● Given instruction:
Set out all of the rows below as a numbered list, skipping any blank lines.
━━━━━ Record extracts ━━━━━
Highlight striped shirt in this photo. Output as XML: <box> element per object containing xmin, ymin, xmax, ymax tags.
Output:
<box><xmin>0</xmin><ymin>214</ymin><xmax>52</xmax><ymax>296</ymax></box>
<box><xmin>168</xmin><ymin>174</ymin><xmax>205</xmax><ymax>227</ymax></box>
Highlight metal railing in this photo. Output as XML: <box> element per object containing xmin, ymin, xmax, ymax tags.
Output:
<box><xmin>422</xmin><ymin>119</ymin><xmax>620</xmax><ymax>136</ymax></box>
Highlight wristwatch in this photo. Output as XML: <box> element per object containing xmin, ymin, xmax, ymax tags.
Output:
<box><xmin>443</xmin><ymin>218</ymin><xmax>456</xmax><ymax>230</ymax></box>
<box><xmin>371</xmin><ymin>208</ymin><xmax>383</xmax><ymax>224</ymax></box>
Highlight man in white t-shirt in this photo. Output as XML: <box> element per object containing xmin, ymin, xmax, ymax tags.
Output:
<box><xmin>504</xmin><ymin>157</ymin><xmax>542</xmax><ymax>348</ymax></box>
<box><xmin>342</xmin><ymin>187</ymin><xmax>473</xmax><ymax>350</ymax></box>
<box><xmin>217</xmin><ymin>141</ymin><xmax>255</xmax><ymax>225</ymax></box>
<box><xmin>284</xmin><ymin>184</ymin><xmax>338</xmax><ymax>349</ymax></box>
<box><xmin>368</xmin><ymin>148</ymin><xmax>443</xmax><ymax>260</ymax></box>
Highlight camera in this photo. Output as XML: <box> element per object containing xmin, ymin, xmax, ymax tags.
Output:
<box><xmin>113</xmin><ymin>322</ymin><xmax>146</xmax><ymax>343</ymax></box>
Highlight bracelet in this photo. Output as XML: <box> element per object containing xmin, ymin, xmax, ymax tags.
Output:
━━━━━
● Final result:
1. Highlight striped shirt in this photo. Output as XML: <box> element per object containing xmin, ymin, xmax, ymax tags.
2. Output:
3. <box><xmin>0</xmin><ymin>214</ymin><xmax>52</xmax><ymax>296</ymax></box>
4. <box><xmin>168</xmin><ymin>174</ymin><xmax>205</xmax><ymax>227</ymax></box>
5. Highlight metal railing in this photo. Output as XML: <box> element per object containing xmin, ymin, xmax, ymax tags.
6. Output:
7. <box><xmin>422</xmin><ymin>119</ymin><xmax>620</xmax><ymax>136</ymax></box>
8. Highlight wristwatch in this photo. Output as XML: <box> element per object containing xmin, ymin, xmax, ymax tags.
9. Output:
10. <box><xmin>443</xmin><ymin>218</ymin><xmax>456</xmax><ymax>230</ymax></box>
11. <box><xmin>371</xmin><ymin>208</ymin><xmax>383</xmax><ymax>224</ymax></box>
12. Highlight man in white t-shirt in this photo. Output as XML: <box> element per object containing xmin, ymin, xmax, ymax tags.
13. Output:
14. <box><xmin>504</xmin><ymin>157</ymin><xmax>542</xmax><ymax>348</ymax></box>
15. <box><xmin>342</xmin><ymin>187</ymin><xmax>473</xmax><ymax>350</ymax></box>
16. <box><xmin>217</xmin><ymin>141</ymin><xmax>255</xmax><ymax>225</ymax></box>
17. <box><xmin>284</xmin><ymin>184</ymin><xmax>338</xmax><ymax>349</ymax></box>
18. <box><xmin>368</xmin><ymin>148</ymin><xmax>443</xmax><ymax>260</ymax></box>
19. Highlight camera in this photo. Output as XML: <box> element per object containing xmin, ymin, xmax, ymax tags.
20. Output:
21. <box><xmin>113</xmin><ymin>322</ymin><xmax>146</xmax><ymax>343</ymax></box>
22. Highlight bracelet in this photo. Output as XML: <box> element per object containing xmin, ymin, xmax, ymax tags.
23. Output:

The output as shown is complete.